> EXERCISE BRIEF: The copy you produce must repeat each record exactly and contain no pictures.

> EXTRACTED INFORMATION:
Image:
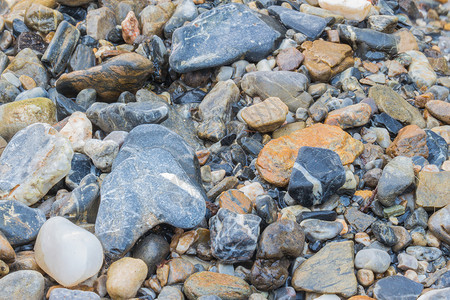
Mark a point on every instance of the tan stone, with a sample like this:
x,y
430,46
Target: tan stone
x,y
433,189
410,141
266,116
276,159
325,59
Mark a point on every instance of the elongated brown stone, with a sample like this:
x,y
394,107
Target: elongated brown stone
x,y
125,72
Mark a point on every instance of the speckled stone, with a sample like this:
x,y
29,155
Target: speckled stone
x,y
233,236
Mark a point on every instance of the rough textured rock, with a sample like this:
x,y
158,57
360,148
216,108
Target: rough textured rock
x,y
287,86
433,190
233,236
17,115
225,286
325,59
125,72
317,174
395,106
157,160
68,253
329,271
267,115
28,176
226,41
19,223
277,158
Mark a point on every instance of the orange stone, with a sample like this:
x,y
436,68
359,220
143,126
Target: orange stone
x,y
235,201
410,141
276,159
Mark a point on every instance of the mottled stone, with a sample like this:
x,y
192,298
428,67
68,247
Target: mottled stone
x,y
27,63
125,72
267,115
125,277
350,116
375,260
316,175
433,190
232,31
215,110
225,286
125,117
284,238
66,252
331,270
395,106
276,160
287,86
22,285
152,161
325,59
233,236
439,224
19,223
397,176
28,176
397,288
60,48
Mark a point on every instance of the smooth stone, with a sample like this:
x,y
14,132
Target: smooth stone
x,y
36,92
125,72
158,160
226,40
225,286
22,285
433,190
395,106
375,260
60,48
317,174
287,86
320,230
215,110
310,25
284,238
439,224
424,253
267,115
420,70
397,176
276,160
331,270
397,288
27,63
28,176
62,294
19,223
125,117
125,277
82,58
152,249
67,252
233,236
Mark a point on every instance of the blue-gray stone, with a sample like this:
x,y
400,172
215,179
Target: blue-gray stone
x,y
19,223
154,179
310,25
317,174
222,36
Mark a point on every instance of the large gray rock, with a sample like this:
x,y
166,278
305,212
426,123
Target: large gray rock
x,y
35,159
154,179
288,86
222,36
22,285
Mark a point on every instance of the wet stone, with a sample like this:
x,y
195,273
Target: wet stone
x,y
317,174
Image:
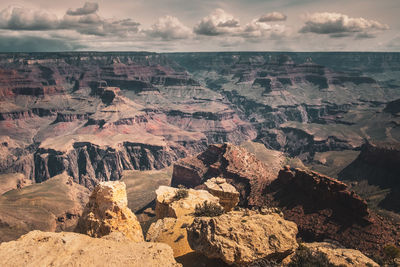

> ANSWER SECTION:
Image:
Mark a point on every instance of the tan stone, with a sample like this:
x,y
430,46
Target: tan stone
x,y
433,189
410,141
266,116
276,159
325,59
Mark a point on every instance of the elongated brown stone, with a sample like this:
x,y
394,107
Target: elongated brown stone
x,y
125,72
Mark a point on every instance of the speckled stone, with a sample like this:
x,y
29,155
Target: speckled stone
x,y
233,236
Mark a point on every instance of the rough textured rock, with a sample like this:
x,y
158,57
360,148
216,108
Target: rough textured rock
x,y
287,86
433,190
233,236
17,115
225,286
325,59
125,72
317,174
395,106
157,160
68,253
329,271
267,115
28,176
226,41
19,223
277,158
Mark a point on every instance of the orange stone, with a sample like this:
x,y
436,68
359,220
143,126
Target: orange stone
x,y
235,201
410,141
276,159
Mark a point on every instance of the mottled stone, with a sample like this:
x,y
192,298
428,67
68,247
Target: mottled stone
x,y
27,63
125,72
267,115
125,277
350,116
375,260
316,175
433,190
232,31
215,110
225,286
125,117
284,238
66,252
331,270
395,106
276,160
287,86
22,285
152,161
325,59
233,236
439,224
19,223
397,176
28,176
397,288
60,48
Mark a point on every instance of the smooth stone, with a sample like this:
x,y
14,132
Target: smooth stone
x,y
36,92
125,72
158,160
226,40
225,286
22,285
433,190
395,106
375,260
60,48
317,174
287,86
320,230
215,110
310,25
284,238
439,224
424,253
267,115
420,70
397,176
276,160
331,270
397,288
27,63
28,176
62,294
19,223
125,117
125,277
82,58
152,249
67,252
233,236
Mark a point on every instance of the blue-gray stone, with a sample like this:
x,y
400,172
215,179
Target: blue-gray stone
x,y
19,223
154,179
310,25
317,174
222,36
Mark a point on every instance of the large gray rock, with a sample like this:
x,y
166,278
305,212
426,123
Target: large gray rock
x,y
35,159
154,179
288,86
222,36
22,285
Mark a point on every instance of the wet stone, with a sample like this:
x,y
195,273
Target: wet stone
x,y
317,174
Image:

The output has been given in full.